# Extract to read:

·····

# Integra AVR to Soundcast Problem



## KenC (Mar 30, 2012)

I need your help Integra fans.

I put my wife’s Soundcast Jr. on Zone 2 of my Integra 50.3.

The power light on top (left side) of the TX is blue. The right side of the TX indicator turns green when Zone 2 goes active.

Next, I select an audio source for the zone.

When I turn on the Soundcast itself, the on/off button turns green as well (indicating a link, I would assume) but no audio comes out. My first thought was the volume was too low on the Soundcast. No, that’s not the issue.

I know the TX works, if I put an iPod directly in the top of the TX; the right side indicator turns blue. (Indicating a link, I would assume, again.) The on/off switch of the Soundcast turns blue as well and the system works/sounds great.

I suspect some setting at the source (Integra 50.3) is not right, but I don’t know what to try next.

·····

# Extracted material:
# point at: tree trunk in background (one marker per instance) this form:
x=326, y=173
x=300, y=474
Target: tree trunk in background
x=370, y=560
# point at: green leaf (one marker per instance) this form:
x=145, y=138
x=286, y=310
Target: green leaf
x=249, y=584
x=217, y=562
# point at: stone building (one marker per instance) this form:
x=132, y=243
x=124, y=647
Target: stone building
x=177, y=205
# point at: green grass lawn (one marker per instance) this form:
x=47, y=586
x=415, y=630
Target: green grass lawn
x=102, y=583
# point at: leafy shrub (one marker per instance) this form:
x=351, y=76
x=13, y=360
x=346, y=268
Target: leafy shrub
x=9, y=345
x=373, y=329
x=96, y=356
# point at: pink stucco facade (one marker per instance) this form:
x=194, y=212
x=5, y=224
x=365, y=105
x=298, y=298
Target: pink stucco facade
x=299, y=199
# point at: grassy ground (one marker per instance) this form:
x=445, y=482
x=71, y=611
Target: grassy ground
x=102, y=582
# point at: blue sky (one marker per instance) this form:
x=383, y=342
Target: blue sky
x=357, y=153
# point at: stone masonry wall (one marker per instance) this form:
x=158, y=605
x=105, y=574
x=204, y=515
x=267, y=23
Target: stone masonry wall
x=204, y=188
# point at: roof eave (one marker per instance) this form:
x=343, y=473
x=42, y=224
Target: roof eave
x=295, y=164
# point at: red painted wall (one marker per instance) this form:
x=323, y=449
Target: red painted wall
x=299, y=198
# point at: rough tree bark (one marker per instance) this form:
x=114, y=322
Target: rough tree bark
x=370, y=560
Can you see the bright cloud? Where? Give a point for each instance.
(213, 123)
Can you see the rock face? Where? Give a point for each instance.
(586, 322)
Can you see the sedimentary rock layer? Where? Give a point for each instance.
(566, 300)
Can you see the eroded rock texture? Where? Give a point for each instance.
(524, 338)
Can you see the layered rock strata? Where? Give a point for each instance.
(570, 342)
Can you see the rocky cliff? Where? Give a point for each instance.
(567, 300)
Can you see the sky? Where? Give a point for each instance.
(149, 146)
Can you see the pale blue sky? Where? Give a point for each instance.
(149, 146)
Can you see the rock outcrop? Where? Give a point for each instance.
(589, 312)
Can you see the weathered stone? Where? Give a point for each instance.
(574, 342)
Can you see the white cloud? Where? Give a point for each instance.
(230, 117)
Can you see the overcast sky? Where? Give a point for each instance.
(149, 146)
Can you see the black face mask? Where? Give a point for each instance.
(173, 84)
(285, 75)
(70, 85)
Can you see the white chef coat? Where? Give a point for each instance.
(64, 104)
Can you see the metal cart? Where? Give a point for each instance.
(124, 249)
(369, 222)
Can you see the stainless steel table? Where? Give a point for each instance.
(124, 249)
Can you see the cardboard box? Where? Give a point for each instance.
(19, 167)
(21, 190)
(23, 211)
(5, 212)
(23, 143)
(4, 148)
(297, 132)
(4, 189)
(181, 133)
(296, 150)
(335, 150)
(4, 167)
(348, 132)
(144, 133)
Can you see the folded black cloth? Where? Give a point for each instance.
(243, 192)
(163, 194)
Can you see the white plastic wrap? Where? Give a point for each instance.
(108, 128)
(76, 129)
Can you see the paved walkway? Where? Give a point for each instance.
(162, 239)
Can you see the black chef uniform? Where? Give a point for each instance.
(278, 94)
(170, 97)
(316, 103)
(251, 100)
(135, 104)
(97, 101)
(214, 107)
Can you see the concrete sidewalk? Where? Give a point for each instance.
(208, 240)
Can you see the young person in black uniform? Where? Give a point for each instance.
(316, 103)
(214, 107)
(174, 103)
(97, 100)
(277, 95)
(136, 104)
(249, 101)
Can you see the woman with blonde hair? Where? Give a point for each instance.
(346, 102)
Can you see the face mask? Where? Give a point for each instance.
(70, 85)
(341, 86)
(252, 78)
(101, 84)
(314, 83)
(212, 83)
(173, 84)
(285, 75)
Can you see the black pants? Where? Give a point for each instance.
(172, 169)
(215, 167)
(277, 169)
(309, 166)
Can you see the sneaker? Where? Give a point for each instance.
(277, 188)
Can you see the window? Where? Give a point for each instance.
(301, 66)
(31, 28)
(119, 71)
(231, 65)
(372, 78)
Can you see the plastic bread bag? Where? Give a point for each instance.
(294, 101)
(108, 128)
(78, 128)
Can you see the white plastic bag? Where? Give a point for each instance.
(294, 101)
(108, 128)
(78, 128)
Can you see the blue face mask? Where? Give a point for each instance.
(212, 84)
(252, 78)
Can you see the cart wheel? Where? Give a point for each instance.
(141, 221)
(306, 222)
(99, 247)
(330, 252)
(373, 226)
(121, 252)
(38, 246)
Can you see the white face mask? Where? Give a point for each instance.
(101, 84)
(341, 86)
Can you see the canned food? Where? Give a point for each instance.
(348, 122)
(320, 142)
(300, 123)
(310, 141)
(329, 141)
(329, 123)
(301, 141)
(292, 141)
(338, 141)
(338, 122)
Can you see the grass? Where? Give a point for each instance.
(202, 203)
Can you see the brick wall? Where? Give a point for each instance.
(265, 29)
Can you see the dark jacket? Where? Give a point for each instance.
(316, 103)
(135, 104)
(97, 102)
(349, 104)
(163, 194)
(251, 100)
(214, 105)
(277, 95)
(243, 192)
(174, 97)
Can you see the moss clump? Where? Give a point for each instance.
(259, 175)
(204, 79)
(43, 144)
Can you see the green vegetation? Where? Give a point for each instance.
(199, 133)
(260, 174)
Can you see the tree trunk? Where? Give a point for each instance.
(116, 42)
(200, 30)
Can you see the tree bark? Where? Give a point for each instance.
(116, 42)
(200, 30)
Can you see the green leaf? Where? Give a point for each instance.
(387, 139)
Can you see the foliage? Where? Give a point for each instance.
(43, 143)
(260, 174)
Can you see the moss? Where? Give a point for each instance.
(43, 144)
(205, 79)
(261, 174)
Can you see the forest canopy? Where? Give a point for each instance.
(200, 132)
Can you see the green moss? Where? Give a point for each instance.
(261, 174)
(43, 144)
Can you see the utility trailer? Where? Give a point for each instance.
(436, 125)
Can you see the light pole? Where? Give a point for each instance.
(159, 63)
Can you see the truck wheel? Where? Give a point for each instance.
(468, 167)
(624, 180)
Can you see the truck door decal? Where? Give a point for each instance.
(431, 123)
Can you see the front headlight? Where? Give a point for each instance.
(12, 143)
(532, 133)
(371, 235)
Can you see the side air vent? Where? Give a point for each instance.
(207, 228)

·····

In the forum post about the Integra-to-Soundcast problem:
(a) Which zone of the Integra 50.3 is the Soundcast Jr. put on?
(b) What color is the power light on the top left side of the TX?
(c) What color does the right side indicator of the TX turn when an iPod is put directly in its top?

(a) Zone 2
(b) Blue
(c) Blue